Start of Passage for review

Prashant Bhat, Amy Chow, Benjamin Emert, Olivia Ettlin, Sofia A. Quinodoz, Yodai Takei, Wesley Huang, Mario R. Blanco, Mitchell Guttman

Preprint posted on 4 January 2023 https://www.biorxiv.org/content/10.1101/2023.01.04.522632v1

mRNA in the right place, at the right time: a new preprint explores how dynamic organization of genomic DNA around nuclear speckles determines mRNA splicing efficiency.

Selected by Diego Martínez

Background

The nucleus is a highly ordered cellular compartment where proteins and nucleic acids display a distinct spatial organization. In mammalian cells, several nuclear bodies can be distinguished, including the nucleolus, Cajal Bodies or nuclear speckles, which constitute compartments of a particular composition.

Nuclear speckles are domains enriched in pre-mRNA splicing factors. Although they have been suggested to be sites of active mRNA splicing, there is a lack of evidence for the direct implication of these structures in the catalytic process. A long-standing view of nuclear speckles is that they merely serve as storage hubs for splicing factors, a notion suggested by observations such as the diffusion of these proteins from speckles as a result of post-translational modifications(1-4).

On the other hand, a hypothetical functional role of these nuclear bodies in mRNA processing stems from indirect evidence such as alterations in nuclear speckle morphology upon transcription or splicing inhibition(5,6) or conversely, the defects in splicing arising from interfering with nuclear speckle formation(7). Moreover, the accumulation of poly-A rich transcripts and spliced mRNAs at the speckle periphery strongly suggests that co-transcriptional splicing occurs in the nuclear speckles’ vicinity (discussed in 8).

Previous work from this and other groups has shown that specific genomic regions contact nuclear bodies, including nuclear speckles(9,10,12). By demonstrating the functional implications of these contacts, this preprint sheds light on the influence of nuclear speckles in genome organization and mRNA splicing efficiency.

Key findings

Highlights:

  1. Speckle-close pre-mRNAs have a higher concentration of spliceosome components.
  2. Efficiency of splicing correlates with gene locus proximity to nuclear speckles independently of genomic features.
  3. RNA Pol II density determines the interaction of a genomic region and nuclear speckles, imposing cell type-specificity based on transcriptional programs.

The authors leveraged their own method to explore 3D genome organization and RNA processing: SPRITE(10). Briefly, with this technology proteins and nucleic acids are crosslinked, nucleic acids are barcoded and then sequenced. Together with a complementary immunofluorescence-based approach (seqFISH+), the authors show that nuclear speckles contact specific genomic regions (Figure 1A).

Suggesting that these contacts could have implications beyond genomic DNA organization, they show that regions close to nuclear speckles present higher spliceosome concentrations as measured by small nuclear RNA (snRNA) levels (Figure 1B), in mouse embryonic stem cells (mESCs).

Higher spliceosome binding to speckle-close pre-mRNAs could hypothetically lead to increased co-transcriptional splicing efficiency. To analyze this, the authors focus on splicing of pre-mRNA that occurs near the locus from which it is transcribed (co-transcriptional splicing), by using methods that allow measurement of mRNAs associated with chromatin. Remarkably, they report differences in splicing ratios depending on pre-mRNA proximity to nuclear speckles as high as 3-fold.

End of Passage for review
Start of Study material

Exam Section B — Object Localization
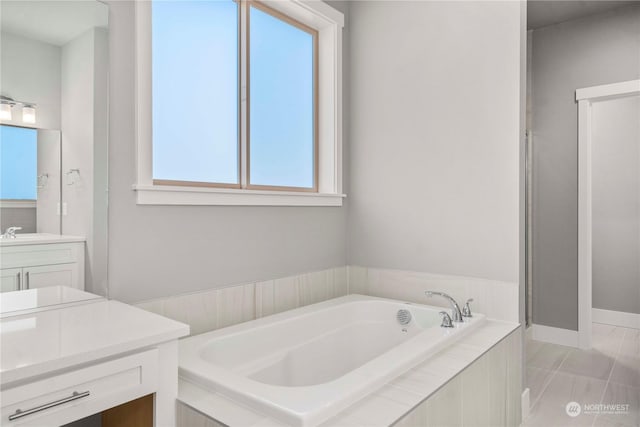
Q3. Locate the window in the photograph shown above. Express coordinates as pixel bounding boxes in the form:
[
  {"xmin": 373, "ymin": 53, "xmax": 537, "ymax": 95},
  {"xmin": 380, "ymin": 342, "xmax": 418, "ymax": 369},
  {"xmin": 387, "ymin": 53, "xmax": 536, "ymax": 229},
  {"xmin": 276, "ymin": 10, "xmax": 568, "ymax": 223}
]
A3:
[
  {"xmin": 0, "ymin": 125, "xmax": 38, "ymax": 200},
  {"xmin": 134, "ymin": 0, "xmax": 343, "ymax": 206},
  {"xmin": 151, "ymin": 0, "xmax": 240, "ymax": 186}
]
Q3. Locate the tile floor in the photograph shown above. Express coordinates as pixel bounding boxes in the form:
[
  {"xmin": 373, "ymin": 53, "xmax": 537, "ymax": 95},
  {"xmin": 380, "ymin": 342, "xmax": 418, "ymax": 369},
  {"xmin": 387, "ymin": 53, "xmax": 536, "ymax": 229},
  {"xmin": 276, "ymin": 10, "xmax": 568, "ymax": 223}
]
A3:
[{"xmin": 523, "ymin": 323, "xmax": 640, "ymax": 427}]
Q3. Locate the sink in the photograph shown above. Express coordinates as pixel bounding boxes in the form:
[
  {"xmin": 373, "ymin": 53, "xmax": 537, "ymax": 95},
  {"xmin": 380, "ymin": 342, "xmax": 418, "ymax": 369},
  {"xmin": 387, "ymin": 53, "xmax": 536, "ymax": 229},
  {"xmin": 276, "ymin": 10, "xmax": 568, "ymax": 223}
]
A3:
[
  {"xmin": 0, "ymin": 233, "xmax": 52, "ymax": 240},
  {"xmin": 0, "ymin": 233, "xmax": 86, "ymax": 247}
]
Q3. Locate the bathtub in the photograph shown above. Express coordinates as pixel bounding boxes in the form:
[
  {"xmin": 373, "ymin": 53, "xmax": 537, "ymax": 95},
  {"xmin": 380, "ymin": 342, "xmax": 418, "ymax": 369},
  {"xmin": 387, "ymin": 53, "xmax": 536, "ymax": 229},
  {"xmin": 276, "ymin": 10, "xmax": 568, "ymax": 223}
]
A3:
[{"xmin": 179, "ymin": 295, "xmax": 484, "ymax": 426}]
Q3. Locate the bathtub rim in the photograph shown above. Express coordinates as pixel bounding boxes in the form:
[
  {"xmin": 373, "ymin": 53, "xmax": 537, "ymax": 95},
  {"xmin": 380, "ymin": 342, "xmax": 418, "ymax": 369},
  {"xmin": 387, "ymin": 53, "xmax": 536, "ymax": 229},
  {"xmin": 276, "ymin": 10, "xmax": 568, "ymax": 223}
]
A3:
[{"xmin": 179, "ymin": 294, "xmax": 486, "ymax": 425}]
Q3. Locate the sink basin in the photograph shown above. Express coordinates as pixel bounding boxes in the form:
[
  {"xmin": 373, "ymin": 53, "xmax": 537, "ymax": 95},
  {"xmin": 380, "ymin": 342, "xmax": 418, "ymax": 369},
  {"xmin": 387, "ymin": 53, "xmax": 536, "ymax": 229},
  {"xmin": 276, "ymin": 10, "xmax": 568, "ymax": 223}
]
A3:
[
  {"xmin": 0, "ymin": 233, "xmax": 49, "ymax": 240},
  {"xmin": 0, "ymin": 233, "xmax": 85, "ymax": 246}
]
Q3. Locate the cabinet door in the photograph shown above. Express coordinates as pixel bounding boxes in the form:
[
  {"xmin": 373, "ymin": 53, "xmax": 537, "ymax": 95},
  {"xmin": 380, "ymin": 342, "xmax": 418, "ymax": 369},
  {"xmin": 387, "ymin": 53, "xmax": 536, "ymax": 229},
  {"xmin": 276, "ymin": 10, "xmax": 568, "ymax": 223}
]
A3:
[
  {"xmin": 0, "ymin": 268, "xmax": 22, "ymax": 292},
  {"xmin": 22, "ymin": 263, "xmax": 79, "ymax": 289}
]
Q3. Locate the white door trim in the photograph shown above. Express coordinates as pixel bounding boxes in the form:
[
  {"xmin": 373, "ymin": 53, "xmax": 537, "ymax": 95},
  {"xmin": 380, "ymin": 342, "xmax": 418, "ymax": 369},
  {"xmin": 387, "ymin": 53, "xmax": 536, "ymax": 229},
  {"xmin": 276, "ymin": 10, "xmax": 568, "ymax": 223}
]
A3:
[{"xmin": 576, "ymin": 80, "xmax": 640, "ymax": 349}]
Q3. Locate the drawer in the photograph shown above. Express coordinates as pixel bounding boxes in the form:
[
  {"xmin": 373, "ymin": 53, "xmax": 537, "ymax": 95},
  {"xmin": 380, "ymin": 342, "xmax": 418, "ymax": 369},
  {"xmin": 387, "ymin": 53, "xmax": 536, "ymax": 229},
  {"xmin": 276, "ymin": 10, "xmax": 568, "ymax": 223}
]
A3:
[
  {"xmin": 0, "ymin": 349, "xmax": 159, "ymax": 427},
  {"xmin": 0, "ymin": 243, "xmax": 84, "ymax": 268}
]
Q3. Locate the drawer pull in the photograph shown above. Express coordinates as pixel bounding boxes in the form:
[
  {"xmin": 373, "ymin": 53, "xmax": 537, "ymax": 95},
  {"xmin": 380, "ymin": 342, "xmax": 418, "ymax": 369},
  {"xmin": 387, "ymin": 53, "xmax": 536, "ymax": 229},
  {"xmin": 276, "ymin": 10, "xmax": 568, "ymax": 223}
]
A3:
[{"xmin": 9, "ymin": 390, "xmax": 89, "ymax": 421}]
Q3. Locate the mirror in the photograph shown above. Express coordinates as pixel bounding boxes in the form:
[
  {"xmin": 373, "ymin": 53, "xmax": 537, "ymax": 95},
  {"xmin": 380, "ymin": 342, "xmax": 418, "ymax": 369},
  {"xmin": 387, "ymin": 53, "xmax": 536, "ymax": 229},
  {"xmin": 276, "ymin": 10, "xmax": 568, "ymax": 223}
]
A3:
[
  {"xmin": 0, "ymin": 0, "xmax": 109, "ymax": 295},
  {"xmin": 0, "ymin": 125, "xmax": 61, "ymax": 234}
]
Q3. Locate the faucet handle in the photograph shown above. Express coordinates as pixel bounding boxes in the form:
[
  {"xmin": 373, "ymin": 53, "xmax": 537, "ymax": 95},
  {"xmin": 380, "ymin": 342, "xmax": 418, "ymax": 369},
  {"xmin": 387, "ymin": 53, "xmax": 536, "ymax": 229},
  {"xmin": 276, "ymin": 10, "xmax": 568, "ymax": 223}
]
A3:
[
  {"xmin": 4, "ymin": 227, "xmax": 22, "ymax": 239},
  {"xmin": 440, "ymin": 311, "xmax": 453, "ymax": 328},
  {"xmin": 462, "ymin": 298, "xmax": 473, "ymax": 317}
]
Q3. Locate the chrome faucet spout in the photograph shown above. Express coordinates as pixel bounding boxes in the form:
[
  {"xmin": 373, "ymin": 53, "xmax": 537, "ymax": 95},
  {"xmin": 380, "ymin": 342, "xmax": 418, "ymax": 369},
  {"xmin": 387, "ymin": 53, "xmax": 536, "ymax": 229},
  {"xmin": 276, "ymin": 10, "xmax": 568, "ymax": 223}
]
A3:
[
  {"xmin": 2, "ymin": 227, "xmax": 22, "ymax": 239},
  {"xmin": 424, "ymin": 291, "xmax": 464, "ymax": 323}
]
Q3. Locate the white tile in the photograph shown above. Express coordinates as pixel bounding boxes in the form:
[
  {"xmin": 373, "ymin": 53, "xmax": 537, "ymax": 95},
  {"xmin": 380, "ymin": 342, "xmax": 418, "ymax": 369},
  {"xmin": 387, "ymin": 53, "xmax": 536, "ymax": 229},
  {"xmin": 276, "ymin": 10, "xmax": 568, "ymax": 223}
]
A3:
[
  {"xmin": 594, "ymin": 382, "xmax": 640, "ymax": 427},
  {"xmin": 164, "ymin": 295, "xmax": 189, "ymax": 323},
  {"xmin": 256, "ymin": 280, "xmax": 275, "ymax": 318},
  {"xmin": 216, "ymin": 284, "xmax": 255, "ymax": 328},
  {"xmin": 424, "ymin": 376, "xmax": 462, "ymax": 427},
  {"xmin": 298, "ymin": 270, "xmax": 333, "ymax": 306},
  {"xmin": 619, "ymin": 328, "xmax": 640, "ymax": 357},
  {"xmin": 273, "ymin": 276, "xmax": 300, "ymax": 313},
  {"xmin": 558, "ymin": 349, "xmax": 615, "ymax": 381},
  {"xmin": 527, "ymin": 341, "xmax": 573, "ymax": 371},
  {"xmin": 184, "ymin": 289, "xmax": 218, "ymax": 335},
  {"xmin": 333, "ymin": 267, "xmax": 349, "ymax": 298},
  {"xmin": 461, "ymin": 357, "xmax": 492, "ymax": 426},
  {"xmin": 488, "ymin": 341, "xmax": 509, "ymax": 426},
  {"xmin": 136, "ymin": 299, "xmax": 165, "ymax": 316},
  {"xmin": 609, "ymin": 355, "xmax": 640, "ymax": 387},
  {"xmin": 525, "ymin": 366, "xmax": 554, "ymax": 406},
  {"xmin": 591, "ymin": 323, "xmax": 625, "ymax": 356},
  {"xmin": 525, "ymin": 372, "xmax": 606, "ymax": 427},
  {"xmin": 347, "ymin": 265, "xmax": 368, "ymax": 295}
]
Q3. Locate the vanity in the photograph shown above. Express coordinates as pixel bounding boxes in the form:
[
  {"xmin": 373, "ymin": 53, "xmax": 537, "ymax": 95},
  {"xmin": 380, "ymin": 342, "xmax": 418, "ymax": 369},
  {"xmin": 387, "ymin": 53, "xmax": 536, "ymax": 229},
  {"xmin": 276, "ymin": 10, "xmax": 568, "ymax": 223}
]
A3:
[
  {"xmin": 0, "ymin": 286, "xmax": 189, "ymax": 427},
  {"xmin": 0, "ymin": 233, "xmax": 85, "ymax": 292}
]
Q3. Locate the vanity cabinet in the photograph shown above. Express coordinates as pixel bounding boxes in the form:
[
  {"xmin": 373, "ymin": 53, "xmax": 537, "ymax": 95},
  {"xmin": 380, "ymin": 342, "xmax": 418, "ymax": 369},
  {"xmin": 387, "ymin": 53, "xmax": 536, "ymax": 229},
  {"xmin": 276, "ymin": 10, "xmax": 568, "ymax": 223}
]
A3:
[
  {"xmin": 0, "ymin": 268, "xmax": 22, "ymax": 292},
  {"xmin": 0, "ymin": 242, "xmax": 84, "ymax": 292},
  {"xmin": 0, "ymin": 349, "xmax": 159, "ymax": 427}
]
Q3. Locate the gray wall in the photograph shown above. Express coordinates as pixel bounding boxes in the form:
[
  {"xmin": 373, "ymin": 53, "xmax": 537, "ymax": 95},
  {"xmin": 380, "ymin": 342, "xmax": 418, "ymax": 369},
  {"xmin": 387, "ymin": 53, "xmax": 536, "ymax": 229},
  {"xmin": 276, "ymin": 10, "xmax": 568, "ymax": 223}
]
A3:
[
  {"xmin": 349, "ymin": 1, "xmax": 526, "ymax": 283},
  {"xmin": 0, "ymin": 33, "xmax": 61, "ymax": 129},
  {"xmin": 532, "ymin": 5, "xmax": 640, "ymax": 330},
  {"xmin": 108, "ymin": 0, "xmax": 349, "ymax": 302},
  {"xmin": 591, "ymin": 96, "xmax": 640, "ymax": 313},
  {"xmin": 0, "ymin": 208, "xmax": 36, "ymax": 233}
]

End of Study material

Apply what you read
#1 Summarize the passage on nuclear speckles in two sentences.
#2 List every nuclear body that the passage on nuclear speckles names as distinguishable in mammalian cells.

Outputs in order
#1 Nuclear speckles are nuclear domains rich in pre-mRNA splicing factors, long seen as mere storage hubs, though indirect evidence has hinted that they play a role in mRNA processing. Using SPRITE and seqFISH+ in mouse embryonic stem cells, the preprint shows that specific genomic regions contact nuclear speckles, that regions close to speckles have higher spliceosome concentrations, and that splicing ratios can differ by as much as 3-fold depending on pre-mRNA proximity to speckles.

#2
- Nucleolus
- Cajal Bodies
- Nuclear speckles